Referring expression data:
__________________________________________________
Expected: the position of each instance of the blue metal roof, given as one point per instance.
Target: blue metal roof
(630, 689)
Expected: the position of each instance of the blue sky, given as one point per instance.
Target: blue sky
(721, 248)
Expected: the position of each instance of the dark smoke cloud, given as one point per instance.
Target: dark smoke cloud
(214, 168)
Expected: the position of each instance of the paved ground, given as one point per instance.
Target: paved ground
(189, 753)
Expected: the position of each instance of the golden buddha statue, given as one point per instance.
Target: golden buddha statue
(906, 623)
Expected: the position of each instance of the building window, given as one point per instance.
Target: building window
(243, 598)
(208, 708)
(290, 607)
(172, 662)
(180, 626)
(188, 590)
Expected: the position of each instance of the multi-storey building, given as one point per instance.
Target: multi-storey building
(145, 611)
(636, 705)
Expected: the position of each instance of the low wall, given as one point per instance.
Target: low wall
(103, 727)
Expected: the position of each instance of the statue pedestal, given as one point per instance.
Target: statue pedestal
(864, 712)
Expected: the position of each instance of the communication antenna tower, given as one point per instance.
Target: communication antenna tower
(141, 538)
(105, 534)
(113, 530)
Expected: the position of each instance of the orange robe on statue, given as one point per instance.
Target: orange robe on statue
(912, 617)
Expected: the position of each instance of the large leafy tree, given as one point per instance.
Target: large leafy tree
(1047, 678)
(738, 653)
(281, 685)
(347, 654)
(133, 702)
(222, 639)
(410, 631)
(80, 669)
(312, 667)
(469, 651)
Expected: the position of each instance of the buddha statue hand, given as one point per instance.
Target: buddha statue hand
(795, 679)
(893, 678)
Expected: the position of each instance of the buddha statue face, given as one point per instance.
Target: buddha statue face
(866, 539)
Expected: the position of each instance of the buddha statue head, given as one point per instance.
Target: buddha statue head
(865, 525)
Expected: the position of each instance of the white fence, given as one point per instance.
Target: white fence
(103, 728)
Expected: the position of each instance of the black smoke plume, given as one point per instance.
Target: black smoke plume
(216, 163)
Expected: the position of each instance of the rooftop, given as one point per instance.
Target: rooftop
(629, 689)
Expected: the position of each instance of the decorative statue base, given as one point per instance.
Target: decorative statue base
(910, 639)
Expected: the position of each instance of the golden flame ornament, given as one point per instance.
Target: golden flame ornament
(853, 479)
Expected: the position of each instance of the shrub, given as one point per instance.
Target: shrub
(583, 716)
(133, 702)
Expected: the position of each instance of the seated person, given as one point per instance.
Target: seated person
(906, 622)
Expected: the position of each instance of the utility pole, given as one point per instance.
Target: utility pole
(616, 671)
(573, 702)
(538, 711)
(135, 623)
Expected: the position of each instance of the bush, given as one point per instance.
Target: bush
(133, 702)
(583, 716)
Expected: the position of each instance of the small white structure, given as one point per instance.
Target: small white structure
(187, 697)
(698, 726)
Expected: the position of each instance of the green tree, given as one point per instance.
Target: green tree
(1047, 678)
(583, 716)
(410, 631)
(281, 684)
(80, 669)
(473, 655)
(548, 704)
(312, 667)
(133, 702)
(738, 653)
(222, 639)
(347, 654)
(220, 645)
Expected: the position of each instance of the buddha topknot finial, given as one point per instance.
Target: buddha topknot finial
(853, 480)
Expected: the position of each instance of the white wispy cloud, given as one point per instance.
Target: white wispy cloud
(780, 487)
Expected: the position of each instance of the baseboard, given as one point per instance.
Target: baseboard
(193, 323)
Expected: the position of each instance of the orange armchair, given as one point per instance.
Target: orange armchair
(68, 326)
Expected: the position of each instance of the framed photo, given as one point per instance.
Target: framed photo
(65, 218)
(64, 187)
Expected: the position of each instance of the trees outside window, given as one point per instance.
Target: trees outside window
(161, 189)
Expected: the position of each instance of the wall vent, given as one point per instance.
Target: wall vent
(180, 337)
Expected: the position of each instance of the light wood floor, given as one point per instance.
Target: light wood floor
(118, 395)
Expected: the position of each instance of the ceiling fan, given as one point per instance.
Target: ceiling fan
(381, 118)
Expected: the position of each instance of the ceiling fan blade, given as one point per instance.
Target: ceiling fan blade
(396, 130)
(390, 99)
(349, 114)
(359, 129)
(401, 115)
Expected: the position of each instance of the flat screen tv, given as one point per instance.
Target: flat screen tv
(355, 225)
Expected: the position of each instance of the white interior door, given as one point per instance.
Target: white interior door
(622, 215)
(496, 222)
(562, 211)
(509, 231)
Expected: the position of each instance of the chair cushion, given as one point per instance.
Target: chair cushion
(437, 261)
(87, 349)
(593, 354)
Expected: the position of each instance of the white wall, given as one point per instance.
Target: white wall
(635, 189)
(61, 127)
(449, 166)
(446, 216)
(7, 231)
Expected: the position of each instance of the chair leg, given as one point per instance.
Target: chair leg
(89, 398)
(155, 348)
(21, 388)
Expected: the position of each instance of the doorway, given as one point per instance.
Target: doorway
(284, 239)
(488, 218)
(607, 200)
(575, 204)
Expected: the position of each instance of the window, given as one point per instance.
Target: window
__________________________________________________
## [DIRECTIONS FOR THIS TASK]
Repeat each record word for word.

## [RESPONSE AREA]
Expected: the position of each instance of the blue metal roof, given as one point per instance.
Target: blue metal roof
(630, 689)
Expected: the position of each instance of the blue sky, given as one point per instance.
Target: blue sky
(721, 248)
Expected: the position of each instance of the dark smoke cloud, given as one point per instance.
Target: dark smoke cloud
(214, 168)
Expected: the position of each instance of the paved ground, given as one point per instance.
Target: paved ground
(189, 753)
Expected: the position of each instance of the golden buddha statue, given as one point per instance.
Target: golden buddha statue
(906, 623)
Expected: the position of each instance of the building window, given as one point per instance.
Target: building window
(243, 598)
(208, 708)
(290, 607)
(172, 662)
(180, 626)
(188, 590)
Expected: the position of each instance of the multi-storey building, given as one point per instance.
Target: multi-storey building
(145, 611)
(636, 705)
Expected: the position of each instance of the low wall, given as one point per instance.
Target: low wall
(103, 727)
Expected: the position of each instance of the statue pedestal, given as one point per instance.
Target: statue pedestal
(864, 712)
Expected: the position of each instance of the communication antenna tower, given as one point per instance.
Target: communication antenna tower
(141, 538)
(105, 534)
(113, 530)
Expected: the position of each instance of the orange robe on statue, given as one point per instance.
Target: orange robe on statue
(912, 617)
Expected: the position of each instance of the large leafy tree, given as one point per instance.
Target: large leafy tree
(1047, 678)
(738, 653)
(281, 685)
(347, 654)
(133, 702)
(222, 639)
(410, 631)
(80, 669)
(312, 667)
(469, 651)
Expected: the position of each instance of the buddha statue hand, given as one point per instance.
Target: buddha statue hand
(795, 679)
(893, 678)
Expected: the position of each instance of the buddha statue face, given as one point per instance.
Target: buddha statue face
(866, 539)
Expected: the position of each instance of the buddha statue head, given as one point per instance.
Target: buddha statue head
(865, 525)
Expected: the position of each instance of the white fence, given as one point per instance.
Target: white fence
(103, 728)
Expected: the position of each instance of the black smoke plume, given as one point per instance.
Target: black smoke plume
(216, 163)
Expected: the position of each instance of the rooftop, given as one point per instance.
Target: rooftop
(629, 689)
Expected: the position of each instance of the decorative statue base, given as one point per instance.
Target: decorative statue base
(910, 639)
Expected: the position of each instance of the golden flame ornament, given as one point per instance.
Target: golden flame ornament
(853, 479)
Expected: the position of each instance of the shrub, given as one point per instance.
Target: shrub
(583, 716)
(133, 702)
Expected: the position of each instance of the seated person, given as one point per instance.
Target: seated person
(906, 622)
Expected: the position of each instance of the utility pole, given as one point per instance.
Target: utility pole
(616, 671)
(573, 702)
(538, 711)
(135, 623)
Expected: the position of each instance of the bush, given as one point per instance.
Target: bush
(133, 702)
(583, 716)
Expected: the position of each instance of the small white structure, given as one point per instance.
Target: small white structure
(187, 697)
(698, 726)
Expected: the position of each instance of the green tree, given as one point per instance.
Target: green tree
(1047, 678)
(583, 716)
(410, 631)
(281, 684)
(80, 669)
(473, 655)
(548, 704)
(312, 667)
(133, 702)
(738, 653)
(222, 639)
(347, 654)
(220, 645)
Expected: the position of each instance of the buddha topknot finial, given as one point per instance.
Target: buddha topknot finial
(853, 480)
Expected: the position of each instance of the white wispy cloud, given as one point per instance.
Target: white wispy cloud
(780, 487)
Expected: the position of each instance of the baseboard, given as one point per instance.
Target: baseboard
(193, 323)
Expected: the position of each instance of the orange armchair, given as one point per instance.
Target: orange armchair
(68, 326)
Expected: the position of each instance of the framed photo, given as one point per instance.
Target: framed photo
(65, 218)
(64, 187)
Expected: the position of each instance of the trees outside window, given as one point per instance.
Target: trees outside window
(161, 189)
Expected: the position of each instance of the wall vent, given as one point per instance.
Target: wall vent
(180, 337)
Expected: the position of each instance of the light wood floor, given as one point per instance.
Target: light wood floor
(118, 395)
Expected: the position of each instance of the ceiling fan, given as one point per instance.
Target: ceiling fan
(381, 118)
Expected: the position of each instance of the ceiling fan blade, given as one point per instance.
Target: ceiling fan blade
(396, 130)
(390, 99)
(349, 114)
(359, 129)
(401, 115)
Expected: the position of each instance of the flat screen tv, given as one point per instance.
Target: flat screen tv
(355, 225)
Expected: the position of each instance of the white interior door, given as one point per instance.
Target: white interior door
(622, 215)
(496, 222)
(562, 211)
(509, 231)
Expected: the position of each instance of the chair cushion, given as one point per instance.
Target: chair cushion
(437, 261)
(87, 349)
(593, 354)
Expected: the position of each instance of the white wall, given as one point per instance.
Target: white wall
(635, 189)
(61, 127)
(449, 166)
(446, 216)
(7, 231)
Expected: the position of each instance of the chair leg, given as one point per instance.
Target: chair leg
(89, 398)
(155, 348)
(21, 388)
Expected: the position of each instance of the doorway, given as one point per instance.
Target: doorway
(284, 239)
(488, 218)
(607, 200)
(575, 204)
Expected: the position of each instance of the window, given as one point per instance.
Target: window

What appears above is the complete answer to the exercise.